● Recorded data
····················

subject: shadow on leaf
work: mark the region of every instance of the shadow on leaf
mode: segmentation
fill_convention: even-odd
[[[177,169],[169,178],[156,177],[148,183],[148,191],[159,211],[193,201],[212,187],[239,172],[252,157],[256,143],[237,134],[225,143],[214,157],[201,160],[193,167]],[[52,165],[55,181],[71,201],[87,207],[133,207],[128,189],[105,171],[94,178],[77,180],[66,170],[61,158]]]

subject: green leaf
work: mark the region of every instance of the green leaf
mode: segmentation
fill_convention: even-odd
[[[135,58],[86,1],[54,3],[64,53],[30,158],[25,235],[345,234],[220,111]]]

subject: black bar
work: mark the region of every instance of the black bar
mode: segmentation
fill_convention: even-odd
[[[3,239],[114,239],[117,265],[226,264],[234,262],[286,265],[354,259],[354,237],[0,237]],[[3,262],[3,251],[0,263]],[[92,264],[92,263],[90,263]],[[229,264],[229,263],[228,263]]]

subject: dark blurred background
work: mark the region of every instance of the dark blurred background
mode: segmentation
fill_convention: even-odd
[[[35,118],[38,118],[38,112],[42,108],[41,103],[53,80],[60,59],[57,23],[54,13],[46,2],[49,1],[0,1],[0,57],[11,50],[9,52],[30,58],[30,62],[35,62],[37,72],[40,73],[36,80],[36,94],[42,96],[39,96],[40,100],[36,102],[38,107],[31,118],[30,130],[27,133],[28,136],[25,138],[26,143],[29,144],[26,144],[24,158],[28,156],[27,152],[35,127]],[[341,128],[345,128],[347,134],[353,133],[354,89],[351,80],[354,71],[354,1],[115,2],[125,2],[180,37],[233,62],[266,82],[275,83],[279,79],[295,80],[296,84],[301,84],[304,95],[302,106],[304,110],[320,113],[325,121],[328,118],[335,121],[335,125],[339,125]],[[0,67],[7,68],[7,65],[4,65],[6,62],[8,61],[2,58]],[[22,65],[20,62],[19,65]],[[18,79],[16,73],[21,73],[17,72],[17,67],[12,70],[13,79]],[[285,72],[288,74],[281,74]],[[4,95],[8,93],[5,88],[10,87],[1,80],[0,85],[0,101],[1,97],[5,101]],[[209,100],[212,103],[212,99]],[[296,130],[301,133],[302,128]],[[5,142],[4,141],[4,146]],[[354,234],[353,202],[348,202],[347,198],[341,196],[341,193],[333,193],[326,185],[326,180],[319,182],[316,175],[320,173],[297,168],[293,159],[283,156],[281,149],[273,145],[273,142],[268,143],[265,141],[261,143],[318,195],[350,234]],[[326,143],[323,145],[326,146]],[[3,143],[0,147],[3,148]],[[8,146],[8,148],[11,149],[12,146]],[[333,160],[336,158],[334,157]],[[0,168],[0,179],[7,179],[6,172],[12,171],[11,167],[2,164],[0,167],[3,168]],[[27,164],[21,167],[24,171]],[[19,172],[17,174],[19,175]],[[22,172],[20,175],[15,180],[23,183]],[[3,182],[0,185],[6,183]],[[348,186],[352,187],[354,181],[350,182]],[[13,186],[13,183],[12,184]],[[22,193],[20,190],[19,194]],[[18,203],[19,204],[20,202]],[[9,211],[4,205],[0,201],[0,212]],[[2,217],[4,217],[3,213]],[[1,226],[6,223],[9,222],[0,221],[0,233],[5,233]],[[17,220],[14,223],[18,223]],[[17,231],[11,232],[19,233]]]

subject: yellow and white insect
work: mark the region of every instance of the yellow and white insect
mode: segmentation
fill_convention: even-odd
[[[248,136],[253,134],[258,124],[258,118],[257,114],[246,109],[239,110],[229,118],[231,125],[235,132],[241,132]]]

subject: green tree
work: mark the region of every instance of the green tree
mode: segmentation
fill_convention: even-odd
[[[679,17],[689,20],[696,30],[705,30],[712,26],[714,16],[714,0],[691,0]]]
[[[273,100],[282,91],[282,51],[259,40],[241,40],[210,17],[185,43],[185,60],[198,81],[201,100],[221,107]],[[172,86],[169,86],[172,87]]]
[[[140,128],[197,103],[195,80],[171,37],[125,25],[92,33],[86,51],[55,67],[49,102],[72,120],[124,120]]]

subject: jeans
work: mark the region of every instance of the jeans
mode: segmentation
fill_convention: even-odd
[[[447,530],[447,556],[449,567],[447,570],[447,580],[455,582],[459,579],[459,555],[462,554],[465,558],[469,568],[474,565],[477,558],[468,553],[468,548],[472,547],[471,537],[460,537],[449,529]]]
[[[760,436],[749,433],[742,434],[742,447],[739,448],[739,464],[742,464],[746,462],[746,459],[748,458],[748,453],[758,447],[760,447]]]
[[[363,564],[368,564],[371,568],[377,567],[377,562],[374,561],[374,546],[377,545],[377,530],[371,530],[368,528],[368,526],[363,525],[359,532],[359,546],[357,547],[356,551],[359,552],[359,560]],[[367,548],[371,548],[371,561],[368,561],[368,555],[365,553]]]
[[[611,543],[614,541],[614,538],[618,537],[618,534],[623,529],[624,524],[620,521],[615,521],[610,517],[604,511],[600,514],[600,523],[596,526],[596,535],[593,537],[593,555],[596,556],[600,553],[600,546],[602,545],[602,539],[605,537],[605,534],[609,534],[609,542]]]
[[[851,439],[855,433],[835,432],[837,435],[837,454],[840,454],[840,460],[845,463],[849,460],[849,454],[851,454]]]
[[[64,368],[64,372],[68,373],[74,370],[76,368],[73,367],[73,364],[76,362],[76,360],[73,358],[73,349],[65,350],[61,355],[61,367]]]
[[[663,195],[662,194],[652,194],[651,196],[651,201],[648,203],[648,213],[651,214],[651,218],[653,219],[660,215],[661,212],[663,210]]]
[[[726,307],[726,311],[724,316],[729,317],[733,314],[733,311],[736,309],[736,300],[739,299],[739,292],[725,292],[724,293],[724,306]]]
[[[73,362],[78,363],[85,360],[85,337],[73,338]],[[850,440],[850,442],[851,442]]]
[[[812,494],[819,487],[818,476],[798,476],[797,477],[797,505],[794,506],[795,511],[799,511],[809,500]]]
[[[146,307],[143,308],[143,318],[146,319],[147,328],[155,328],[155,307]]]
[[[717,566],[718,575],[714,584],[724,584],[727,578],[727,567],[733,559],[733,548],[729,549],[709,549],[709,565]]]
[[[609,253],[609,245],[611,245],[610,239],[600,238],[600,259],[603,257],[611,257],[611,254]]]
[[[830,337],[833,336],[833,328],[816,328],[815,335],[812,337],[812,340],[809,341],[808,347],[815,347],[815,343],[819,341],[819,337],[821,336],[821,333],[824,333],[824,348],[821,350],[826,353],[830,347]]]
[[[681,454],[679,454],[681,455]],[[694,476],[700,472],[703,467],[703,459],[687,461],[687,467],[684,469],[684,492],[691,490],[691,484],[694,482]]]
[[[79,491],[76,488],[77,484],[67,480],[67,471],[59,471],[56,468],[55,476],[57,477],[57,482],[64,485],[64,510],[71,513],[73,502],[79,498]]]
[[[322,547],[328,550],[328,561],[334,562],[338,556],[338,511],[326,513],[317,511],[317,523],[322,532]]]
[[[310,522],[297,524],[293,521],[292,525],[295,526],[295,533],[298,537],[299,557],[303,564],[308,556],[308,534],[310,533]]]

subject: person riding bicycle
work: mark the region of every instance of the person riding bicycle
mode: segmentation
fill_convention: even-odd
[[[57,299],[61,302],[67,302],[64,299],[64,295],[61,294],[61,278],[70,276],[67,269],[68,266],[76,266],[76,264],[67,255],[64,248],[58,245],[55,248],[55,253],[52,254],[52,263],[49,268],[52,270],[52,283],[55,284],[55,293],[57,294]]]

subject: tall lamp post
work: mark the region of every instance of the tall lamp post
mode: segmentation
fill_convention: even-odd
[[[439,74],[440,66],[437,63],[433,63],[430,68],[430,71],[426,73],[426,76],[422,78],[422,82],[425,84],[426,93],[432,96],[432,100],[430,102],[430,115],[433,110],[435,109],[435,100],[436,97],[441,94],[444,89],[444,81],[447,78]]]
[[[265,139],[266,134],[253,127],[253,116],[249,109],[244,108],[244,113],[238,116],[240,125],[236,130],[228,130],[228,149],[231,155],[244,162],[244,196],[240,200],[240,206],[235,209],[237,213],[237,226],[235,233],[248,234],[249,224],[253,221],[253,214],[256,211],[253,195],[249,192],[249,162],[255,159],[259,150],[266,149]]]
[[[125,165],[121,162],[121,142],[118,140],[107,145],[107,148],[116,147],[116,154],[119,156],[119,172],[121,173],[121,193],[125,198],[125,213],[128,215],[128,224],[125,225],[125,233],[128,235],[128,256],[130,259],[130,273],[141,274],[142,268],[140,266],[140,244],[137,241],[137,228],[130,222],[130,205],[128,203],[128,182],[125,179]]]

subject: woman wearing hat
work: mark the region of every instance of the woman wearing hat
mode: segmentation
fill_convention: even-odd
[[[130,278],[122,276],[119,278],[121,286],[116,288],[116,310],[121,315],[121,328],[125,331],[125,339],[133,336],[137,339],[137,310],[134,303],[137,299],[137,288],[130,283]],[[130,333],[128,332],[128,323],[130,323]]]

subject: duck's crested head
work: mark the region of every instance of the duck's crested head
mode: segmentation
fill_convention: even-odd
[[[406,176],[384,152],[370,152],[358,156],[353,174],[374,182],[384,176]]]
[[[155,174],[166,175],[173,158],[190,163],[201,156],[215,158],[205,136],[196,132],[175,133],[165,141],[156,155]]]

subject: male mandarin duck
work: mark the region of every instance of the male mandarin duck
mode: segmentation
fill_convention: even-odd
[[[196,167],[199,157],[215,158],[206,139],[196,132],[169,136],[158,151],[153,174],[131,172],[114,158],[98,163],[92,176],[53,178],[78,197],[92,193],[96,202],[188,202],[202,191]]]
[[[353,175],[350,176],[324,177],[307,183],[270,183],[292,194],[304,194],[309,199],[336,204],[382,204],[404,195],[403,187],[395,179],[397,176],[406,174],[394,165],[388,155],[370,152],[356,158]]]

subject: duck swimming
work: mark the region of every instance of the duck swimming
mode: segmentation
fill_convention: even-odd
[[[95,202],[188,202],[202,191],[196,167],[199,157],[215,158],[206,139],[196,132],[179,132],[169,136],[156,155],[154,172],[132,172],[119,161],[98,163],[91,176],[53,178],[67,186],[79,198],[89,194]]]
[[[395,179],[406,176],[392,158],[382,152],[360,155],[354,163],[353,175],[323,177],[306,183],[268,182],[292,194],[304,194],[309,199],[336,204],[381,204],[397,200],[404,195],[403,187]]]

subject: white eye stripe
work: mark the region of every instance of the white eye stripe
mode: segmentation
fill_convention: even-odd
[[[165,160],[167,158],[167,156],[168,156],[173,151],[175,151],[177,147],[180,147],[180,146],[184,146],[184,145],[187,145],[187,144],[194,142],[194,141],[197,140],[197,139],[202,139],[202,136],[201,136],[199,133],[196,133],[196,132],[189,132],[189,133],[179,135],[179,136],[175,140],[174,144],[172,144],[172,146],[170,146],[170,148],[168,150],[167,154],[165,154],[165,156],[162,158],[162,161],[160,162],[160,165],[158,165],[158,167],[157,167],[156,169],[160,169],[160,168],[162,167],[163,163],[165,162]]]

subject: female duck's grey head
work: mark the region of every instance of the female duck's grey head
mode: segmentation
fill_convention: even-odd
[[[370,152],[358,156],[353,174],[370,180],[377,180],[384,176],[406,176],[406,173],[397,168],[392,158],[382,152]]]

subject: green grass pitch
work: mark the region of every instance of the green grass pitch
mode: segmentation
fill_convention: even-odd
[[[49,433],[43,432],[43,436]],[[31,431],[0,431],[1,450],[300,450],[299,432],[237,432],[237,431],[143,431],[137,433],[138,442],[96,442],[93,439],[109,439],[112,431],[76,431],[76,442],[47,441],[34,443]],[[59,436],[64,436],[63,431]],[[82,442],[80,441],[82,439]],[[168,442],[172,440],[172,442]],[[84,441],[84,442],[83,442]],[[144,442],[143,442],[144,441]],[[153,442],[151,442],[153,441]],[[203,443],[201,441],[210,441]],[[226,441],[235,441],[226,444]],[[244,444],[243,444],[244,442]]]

····················

● Instructions to follow
Render the lines starting at the line containing "subject: green grass pitch" and ending at the end of the items as a JSON list of strings, one string per line, leaving out blank lines.

● Written solution
[
  "subject: green grass pitch",
  "work: mark the region of every instance of the green grass pitch",
  "mode: segmentation",
  "fill_convention: even-odd",
  "[[[49,433],[43,432],[43,436]],[[31,431],[0,431],[1,450],[300,450],[299,432],[237,432],[237,431],[143,431],[137,433],[138,442],[96,442],[93,439],[109,439],[112,431],[76,431],[76,442],[47,441],[34,443]],[[59,436],[64,436],[63,431]],[[82,442],[80,441],[82,439]],[[168,442],[172,440],[172,442]],[[84,441],[84,442],[83,442]],[[144,442],[143,442],[144,441]],[[153,442],[151,442],[153,441]],[[203,443],[201,441],[210,441]],[[226,441],[235,441],[226,444]],[[244,444],[243,444],[244,442]]]"
]